**Document passage:**
Nwet Nwet Mu (နွဲ့နွဲ့မူ; born Mya Than Nwet 18 August 1950 – 13 June 2011) was a Burmese actress. She won Best Actress Award in 1974 Myanmar Motion Picture Academy Awards. She was famous from the 1970s until her death.

==Early life==
Nwet Nwet Mu was born on 18 August 1950 to parents, U Thaw and Daw Thein Shin in Hinthada, Burma.

==Career==
Nwet Nwet Mu first entered the art world in 1965 at the age of 15 with the wish of her mother with the film Myitta Moe Myay directed by Shwe Myint Moe Film Company. She returned to the art world at the age of 16 with the film "Weretiger" directed by Thein Htut and Than Htut from the A1 Film Company and
was recognized by the audience. She continued acted in films Myittar Sein Sein, Myittar A Kyin Thar, Pyin Oo Lwin Mha Sein Ta Pwint, Yaw Sayar Gyi, San Shwe Myint Yae Mar Mar, Bawa Thitsar, Thitsar Shin Ma Lay Hnint Thu, Kyun Taw Chit Thel Mar Na Khae, Nge Kywan Swe, A Thel Phyu Ma Lay Naw May Phaw, Myat Hsu Win Yae Chit San Eain, Du Ma Htauk Let Ma Myauk and Pyin Ma Ngot To.

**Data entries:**
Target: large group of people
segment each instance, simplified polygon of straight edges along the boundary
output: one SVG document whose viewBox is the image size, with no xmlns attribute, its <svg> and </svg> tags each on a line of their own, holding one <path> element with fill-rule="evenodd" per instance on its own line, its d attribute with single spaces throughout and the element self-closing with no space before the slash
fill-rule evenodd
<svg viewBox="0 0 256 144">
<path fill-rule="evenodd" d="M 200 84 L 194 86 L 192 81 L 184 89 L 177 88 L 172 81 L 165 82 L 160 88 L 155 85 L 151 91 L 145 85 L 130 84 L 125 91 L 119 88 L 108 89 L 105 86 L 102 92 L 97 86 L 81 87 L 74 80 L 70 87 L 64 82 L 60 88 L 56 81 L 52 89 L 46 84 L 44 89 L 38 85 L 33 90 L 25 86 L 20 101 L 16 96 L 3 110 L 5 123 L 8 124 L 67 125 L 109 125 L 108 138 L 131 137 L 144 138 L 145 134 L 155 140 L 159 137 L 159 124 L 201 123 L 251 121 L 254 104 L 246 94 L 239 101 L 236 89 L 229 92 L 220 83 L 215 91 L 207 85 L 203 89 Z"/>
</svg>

**Work request 1:** In the passage on Nwet Nwet Mu, who are the people named other than the actress herself?
**Work request 2:** Carry on the passage about the actress Nwet Nwet Mu from its last sentence.
Nothing in the data entries is needed for what is asked here.

**Answer space 1:** U Thaw, Daw Thein Shin, Thein Htut, Than Htut

**Answer space 2:**
In the Burmese film world around 1970s, Nwet Nwet Mu was also a popular and successful actor such as Win Oo, Khin Than Nu, Myint Myint Khin, Wah Wah Win Shwe, Nyunt Win, Daisy Kyaw Win, Htun Wai, Kyaw Swe, Cho Pyone, Kawleikgyin Ne Win, Aung Lwin among audiences.

Nwet Nwet Mu was successful in the 1970s. Her most famous films were Naw Ku Ma, Pyin Ma Ngot To alongside Kawleikgyin Ne Win, Kyaw Hein, Eant Kyaw directed by A1 Maung Hla Myo, Chit Thu Ngal Chin, Chit Tae Yet Ko Kyo Nay Mal, Nay Chi Phyar Mha Nway Thaw Kyaung, Chit Hlaing Ga Yet, San Shwe Myint Yae Lay Khin Khin, Du Ma Htauk Let Ma Myauk were successful at that time and were accepted by the audience. She won Best Actress Award in 1974 Myanmar Motion Picture Academy Awards for the film Naw Ku Ma directed by Ko Nyein Nyein from Shwe La Min Film Company. Daughter and Mothers, a 1991 film directed by Kyi Soe Tun was also huge success.

In Burmese Video Era, she filmed A Chit Haung Ko Hlae Kyi Par, Law Ba Man Hone, Thi Par Pyi, Nya Ka Wai, Than Yaw Zin Nu Nu, Thar Bay Tar with her Naw Ku Ma Film Production.

==Death==
Nwet Nwet Mu died of a gastric hemorrhage on June 13, 2011, at 5:50 am at the New Yangon General Hospital (Japan General Hospital). At the time of her death, she left a son, a daughter and three grandchildren.